■ **READING PASSAGE**
□ □ □ □ □ □ □

It does remind me of the Darton cam b/c of the harness...I do understand its design is opposite. I did not mean that they were stealing from Darton, I actually meant that in my mind they advanced the harness design. I like that their design allows for a limb stop, whereas the darton harness and other similar ones rely on a cable stop (but that is just my preference).

I do have a question. when tuning out cam lean using static yokes, are you creating other potential tuning problems? I ask this sincerely as I am trying to learn more about tuning. I assume as long as you have a cable guard you have cam loading/ limb twist, just a matter of where it occurs in the draw cycle.


----------



## MIKEY CUSTOM-G (Oct 5, 2002)

Initial impression ??? For a 7.25 inch brace and such a bulky cam system,,,,that bow @332 fps are putting out alot of speed. Just think what 6 inch brace would be like ??? Over 340 ??? This is good stuff to try out and see how they shoot. Might be a winner here.


----------



## dts (May 23, 2006)

One sweet looking bow with lots of great thinking behind it . . . . Definitely will need to try one out . . . .


----------



## natimage (Feb 6, 2010)

To quote the great philosopher Wayne Campbell, "It will be mine...oh yes...it will be mine!"


----------



## kc hay seed (Jul 12, 2007)

thirdypointer said:


> It's optifade of some sort. Hope they have a predator camo option!!!!


will the bow have any target colours?


----------



## thirdypointer (Jul 26, 2006)

i heard only optifade and all camo APHD initially. There is supose to be a really convincing video they will be releasing that shows the importance of their stronger risers and cam/ cable guard system i can't wait to see for myself.


----------



## Sky Warrior (Dec 12, 2004)

Will they have any 25" draw length bows this year?


----------



## badfisherman (Mar 20, 2004)

I like the looks of them but $999 is way to much. They all are but if I'm dishing out that kind of money it will have name that has been around for many years.


----------



## JJZ (Jul 21, 2010)

It's hard to guage what a bow shoots and feels like looking at a picture. I sure did like the way the Primal shot, very smooth. Perhaps this bow is even better, seems like alot of engineering went into this creature. When the dealers start getting these, I'm gone to shoot one. Gotta love this stuff.......


----------



## thirdypointer (Jul 26, 2006)

Sky Warrior said:


> Will they have any 25" draw length bows this year?

□ □ □ □ □ □ □

■ **EXCERPTED DATA**
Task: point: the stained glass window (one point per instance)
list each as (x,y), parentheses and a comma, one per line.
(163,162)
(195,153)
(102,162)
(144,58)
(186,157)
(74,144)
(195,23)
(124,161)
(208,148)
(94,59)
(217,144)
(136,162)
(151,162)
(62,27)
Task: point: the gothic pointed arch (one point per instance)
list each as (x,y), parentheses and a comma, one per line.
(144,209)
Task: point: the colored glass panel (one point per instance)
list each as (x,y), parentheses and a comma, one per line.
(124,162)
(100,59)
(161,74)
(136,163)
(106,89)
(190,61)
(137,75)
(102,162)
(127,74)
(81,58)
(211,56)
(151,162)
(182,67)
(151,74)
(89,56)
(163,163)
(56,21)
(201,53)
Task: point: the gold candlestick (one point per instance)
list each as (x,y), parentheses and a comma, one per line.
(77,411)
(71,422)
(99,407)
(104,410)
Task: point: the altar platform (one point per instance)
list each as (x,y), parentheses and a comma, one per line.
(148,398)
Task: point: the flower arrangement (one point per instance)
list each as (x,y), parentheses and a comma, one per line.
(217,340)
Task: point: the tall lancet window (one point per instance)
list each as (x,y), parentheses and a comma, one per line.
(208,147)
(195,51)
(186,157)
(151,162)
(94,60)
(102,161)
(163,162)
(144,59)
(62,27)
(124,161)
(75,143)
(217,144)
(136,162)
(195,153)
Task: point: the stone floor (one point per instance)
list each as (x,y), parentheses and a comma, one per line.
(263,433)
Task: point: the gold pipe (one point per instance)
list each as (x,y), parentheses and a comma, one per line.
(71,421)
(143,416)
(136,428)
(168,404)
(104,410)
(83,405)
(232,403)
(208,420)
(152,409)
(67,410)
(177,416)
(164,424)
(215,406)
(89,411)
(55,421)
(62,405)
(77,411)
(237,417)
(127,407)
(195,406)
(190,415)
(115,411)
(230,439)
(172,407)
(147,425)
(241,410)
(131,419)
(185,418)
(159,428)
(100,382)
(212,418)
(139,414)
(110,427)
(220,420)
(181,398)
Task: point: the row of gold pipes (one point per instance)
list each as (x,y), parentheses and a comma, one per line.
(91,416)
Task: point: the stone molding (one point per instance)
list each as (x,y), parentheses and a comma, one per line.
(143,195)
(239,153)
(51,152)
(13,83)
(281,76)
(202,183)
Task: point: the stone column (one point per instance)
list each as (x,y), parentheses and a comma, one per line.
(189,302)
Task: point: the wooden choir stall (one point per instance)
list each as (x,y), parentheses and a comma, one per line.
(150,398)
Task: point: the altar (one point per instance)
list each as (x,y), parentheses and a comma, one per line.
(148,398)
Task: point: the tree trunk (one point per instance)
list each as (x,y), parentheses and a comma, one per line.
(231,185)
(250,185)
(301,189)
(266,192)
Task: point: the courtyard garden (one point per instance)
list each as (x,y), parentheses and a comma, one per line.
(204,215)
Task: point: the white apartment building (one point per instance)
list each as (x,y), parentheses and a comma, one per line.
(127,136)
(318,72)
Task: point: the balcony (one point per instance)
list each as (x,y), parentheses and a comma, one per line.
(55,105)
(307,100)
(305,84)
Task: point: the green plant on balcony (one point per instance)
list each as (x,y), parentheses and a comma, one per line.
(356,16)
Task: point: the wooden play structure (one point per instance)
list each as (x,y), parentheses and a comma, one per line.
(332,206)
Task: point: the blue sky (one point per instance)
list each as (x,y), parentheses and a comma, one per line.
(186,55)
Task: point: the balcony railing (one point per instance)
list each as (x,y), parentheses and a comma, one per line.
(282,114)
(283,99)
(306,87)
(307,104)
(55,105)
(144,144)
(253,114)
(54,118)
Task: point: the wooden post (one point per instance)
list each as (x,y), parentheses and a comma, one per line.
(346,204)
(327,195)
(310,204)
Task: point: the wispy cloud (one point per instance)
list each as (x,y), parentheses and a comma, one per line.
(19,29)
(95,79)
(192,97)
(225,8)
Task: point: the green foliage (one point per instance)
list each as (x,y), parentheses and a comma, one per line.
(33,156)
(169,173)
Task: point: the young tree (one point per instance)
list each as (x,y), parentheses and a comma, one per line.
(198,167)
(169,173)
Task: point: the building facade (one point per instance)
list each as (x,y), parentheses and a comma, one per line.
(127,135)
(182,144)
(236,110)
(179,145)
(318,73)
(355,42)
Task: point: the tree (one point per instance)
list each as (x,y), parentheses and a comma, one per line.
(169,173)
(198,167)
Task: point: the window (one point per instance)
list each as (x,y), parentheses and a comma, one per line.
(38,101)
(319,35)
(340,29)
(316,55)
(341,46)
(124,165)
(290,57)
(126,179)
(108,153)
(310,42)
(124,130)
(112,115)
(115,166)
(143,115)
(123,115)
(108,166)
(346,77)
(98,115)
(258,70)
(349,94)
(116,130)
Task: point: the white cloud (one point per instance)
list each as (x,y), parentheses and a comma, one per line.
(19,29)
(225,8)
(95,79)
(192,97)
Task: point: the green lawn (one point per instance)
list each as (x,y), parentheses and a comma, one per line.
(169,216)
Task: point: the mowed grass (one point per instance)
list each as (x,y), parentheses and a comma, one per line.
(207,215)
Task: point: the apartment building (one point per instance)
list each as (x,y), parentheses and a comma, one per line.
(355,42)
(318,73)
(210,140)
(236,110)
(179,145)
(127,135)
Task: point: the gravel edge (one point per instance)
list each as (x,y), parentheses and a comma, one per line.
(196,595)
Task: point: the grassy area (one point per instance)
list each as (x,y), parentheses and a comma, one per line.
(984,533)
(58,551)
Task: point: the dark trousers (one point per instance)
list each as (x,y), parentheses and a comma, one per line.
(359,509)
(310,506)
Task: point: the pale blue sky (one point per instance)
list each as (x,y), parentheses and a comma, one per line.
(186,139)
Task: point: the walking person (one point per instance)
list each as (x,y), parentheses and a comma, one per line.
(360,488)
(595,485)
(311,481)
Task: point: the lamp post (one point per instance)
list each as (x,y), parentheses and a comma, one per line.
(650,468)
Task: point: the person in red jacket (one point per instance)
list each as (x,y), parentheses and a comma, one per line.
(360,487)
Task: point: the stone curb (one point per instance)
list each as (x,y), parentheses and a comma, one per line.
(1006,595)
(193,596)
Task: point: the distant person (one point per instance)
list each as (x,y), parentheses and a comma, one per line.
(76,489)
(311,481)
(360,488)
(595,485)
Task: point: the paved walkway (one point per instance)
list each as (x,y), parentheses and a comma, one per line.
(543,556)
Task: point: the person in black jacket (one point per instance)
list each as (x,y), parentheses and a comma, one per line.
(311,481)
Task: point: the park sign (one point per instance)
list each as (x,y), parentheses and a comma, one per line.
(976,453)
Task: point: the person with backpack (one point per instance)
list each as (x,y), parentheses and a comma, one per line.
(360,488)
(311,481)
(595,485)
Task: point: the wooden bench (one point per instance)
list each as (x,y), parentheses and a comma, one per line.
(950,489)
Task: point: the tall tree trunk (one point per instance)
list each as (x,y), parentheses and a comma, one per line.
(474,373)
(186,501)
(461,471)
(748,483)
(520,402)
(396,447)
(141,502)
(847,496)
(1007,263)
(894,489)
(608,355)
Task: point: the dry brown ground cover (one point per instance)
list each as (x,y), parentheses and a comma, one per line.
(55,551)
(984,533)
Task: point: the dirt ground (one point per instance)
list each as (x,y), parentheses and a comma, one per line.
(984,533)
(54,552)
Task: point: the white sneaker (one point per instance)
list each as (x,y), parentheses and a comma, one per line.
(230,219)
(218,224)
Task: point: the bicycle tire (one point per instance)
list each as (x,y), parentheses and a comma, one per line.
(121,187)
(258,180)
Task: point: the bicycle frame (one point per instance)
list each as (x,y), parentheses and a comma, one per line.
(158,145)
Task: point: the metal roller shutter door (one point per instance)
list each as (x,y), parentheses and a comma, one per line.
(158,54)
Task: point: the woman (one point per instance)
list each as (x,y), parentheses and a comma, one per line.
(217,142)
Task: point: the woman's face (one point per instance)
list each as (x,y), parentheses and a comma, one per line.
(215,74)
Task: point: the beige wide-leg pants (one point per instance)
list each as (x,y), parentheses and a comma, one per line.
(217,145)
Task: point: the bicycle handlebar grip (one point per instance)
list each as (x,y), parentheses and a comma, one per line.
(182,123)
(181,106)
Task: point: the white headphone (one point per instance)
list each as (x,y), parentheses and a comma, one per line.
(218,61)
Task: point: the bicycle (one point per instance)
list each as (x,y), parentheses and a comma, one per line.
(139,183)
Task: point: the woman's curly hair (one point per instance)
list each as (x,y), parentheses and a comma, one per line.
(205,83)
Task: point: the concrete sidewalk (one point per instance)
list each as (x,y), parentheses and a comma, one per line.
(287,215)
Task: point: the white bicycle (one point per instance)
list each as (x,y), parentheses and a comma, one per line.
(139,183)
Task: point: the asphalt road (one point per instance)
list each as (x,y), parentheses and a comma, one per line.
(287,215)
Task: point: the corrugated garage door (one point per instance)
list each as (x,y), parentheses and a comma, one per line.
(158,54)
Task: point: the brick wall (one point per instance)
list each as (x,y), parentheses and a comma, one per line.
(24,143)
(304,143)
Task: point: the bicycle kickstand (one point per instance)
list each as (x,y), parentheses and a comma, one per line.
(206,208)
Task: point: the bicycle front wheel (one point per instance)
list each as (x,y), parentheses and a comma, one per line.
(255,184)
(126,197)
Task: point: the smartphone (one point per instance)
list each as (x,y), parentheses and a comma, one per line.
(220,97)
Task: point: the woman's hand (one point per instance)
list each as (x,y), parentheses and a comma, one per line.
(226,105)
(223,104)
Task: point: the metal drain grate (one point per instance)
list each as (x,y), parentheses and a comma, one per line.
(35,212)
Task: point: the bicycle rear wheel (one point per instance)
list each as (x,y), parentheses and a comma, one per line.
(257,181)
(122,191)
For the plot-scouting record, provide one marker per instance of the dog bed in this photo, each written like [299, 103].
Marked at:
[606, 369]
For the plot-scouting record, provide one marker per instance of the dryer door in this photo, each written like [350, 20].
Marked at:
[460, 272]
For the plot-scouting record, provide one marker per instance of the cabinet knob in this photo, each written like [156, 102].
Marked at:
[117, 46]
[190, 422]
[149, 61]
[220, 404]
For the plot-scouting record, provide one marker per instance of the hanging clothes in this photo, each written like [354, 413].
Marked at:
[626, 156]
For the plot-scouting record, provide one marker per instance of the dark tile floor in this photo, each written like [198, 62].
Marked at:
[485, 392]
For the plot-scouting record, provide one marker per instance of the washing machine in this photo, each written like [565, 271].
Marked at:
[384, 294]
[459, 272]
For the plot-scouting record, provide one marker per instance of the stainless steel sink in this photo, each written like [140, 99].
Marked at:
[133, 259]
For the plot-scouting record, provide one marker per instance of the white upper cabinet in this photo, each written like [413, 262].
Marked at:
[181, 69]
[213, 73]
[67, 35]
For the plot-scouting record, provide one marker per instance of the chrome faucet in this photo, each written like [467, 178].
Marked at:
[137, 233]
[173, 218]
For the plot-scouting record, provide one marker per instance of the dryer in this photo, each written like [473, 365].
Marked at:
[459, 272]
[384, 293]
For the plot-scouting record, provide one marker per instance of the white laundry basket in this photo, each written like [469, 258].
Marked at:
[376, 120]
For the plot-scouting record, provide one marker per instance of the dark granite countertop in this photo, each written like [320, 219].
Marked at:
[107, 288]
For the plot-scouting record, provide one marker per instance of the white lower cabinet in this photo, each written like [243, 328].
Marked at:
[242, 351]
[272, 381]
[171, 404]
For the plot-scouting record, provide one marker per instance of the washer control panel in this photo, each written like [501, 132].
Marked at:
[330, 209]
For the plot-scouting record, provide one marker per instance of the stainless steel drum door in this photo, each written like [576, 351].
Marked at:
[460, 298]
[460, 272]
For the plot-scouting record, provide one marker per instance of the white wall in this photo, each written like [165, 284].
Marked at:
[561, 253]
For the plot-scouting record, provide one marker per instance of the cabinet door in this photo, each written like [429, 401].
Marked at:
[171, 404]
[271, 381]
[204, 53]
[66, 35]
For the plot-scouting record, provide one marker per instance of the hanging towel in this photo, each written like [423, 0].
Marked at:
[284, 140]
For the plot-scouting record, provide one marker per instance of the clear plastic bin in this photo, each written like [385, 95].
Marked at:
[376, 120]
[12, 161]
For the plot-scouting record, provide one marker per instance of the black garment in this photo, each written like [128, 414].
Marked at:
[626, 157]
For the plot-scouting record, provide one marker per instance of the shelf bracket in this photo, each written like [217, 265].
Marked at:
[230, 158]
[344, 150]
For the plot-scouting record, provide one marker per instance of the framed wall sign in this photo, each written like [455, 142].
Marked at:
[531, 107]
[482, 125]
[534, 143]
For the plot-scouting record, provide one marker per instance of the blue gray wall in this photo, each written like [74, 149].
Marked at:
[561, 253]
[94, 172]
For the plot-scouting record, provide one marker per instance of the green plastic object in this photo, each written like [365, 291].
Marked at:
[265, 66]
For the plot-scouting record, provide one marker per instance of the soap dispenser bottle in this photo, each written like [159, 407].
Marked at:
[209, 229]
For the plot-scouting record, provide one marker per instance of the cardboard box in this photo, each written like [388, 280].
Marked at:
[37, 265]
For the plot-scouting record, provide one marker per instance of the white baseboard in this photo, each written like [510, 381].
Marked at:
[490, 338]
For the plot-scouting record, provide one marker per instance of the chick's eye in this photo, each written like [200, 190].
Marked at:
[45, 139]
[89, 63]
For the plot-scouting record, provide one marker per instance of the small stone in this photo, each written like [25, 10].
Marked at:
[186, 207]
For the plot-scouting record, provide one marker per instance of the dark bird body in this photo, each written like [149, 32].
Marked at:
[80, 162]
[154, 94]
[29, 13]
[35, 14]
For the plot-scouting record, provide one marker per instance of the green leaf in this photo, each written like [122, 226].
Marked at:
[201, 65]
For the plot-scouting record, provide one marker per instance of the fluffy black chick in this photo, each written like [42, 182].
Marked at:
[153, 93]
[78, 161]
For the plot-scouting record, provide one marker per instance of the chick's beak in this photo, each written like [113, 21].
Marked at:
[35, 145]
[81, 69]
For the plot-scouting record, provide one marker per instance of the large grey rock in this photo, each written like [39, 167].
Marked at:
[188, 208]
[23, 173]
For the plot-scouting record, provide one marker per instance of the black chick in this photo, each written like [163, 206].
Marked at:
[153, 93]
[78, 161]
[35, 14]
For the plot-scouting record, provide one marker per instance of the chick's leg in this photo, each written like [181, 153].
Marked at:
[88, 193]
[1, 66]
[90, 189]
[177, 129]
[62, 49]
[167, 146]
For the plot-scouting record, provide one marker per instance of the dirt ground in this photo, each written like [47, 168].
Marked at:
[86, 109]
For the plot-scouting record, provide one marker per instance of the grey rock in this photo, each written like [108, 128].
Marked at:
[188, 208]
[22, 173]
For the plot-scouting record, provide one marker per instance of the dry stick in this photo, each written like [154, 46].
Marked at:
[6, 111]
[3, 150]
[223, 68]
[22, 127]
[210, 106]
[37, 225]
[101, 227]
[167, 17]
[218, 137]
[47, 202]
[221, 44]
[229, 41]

□ □ □ □ □ □ □

■ **SET TASK A**
In the bow forum thread, what are the answers to these?
(i) What speed does MIKEY CUSTOM-G say the bow is putting out?
(ii) What price does badfisherman call way too much?
(iii) Which bow does JJZ say shot very smooth?
■ **SET TASK B**
Can you carry on the bow forum thread from the point where it stops?
The rows have nothing to do with the bow forum thread.

■ **RIGHT ANSWER A**
(i) 332 fps
(ii) $999
(iii) The Primal

■ **RIGHT ANSWER B**
Not sure in the Prime, they do in the Quest line i know for sure.


----------



## a_roszczewski (Oct 12, 2010)

Sm0lder said:


> It is their own proprietary 'G-Fade'. Essentially the limbs are your choice of camo and the riser fades to black. It is supposed to help blend in for both tree stand and blind use. From a tree stand the camo is apparent and from a blind it shows as black. Regardless if it works it does look great even if it is a $30 option.


I think you are thinking of the quest line? The new prime line of bows will incorporate G5's durafuse finish.


----------



## Billincamo (Dec 8, 2002)

Kss_Waylander said:


> Mathews invented the internet as well. Little known fact. God I want to see one of these in real life.


One day it would be nice to read a thread that was about the subject on hand and not have to read through all the worthless garbage that spews from some peoples keyboards.


----------



## Billincamo (Dec 8, 2002)

ZA206 said:


> It's not a "very cool take" on the Darton cam.... it's a very cool take on the Elite single track binary cams. You think it looks like the Darton cam b/c of the harness system.... on the Darton cam, the harness yokes are on the cables. On the Prime bows, the harness yokes are on the STRING. I think at the end of the day, these cams will perform VERY close to the Darton binaries, but possibly better.
> 
> One thing I'd like to point out though... you will NOT be able to adjust the yokes for cam lean (limb twist), if there is any. This bow still has a cable guard (that flexes, going by the literature), so there will be some side induced loadings on the cams and limbs. They may not twist or lean, but the side loadings will still be on the cam tracks, even if the cams are centered on the limbs.
> 
> ...


I don't care whose design they take and improve on, as long as it's better the shooter wins every time!


----------



## highwaynorth (Feb 17, 2005)

WOW, those bows look awesome. The design of those bows are really slick!


----------



## saz (Jan 20, 2010)

that cam looks so so amazing and artistic i will have to try the bow for sure


----------



## BRUKSHOT (Jul 8, 2010)

thirdypointer said:


> i heard only optifade and all camo APHD initially. There is supose to be a really convincing video they will be releasing that shows the importance of their stronger risers and cam/ cable guard system i can't wait to see for myself.


Troy: Do you know when the video will be released?


----------



## thirdypointer (Jul 26, 2006)

Sky Warrior said:


> Will they have any 25" draw length bows this year?


Shortest draw on the Prime will be 26" on the Shift, the Centroid is 27", available in 50-60-70# draw weights. Cams are draw length specific.


----------



## SHPoet (Nov 13, 2009)

Forged riser? I didn't think any top end bows had those anymore. I assumed they were all machined....


----------



## nontypical (Jan 4, 2004)

SHPoet said:


> Forged riser? I didn't think any top end bows had those anymore. I assumed they were all machined....


Forging is the process of making the aluminum blank. The riser is machined from a forged aluminum block.


----------



## thirdypointer (Jul 26, 2006)

BRUKSHOT said:


> Troy: Do you know when the video will be released?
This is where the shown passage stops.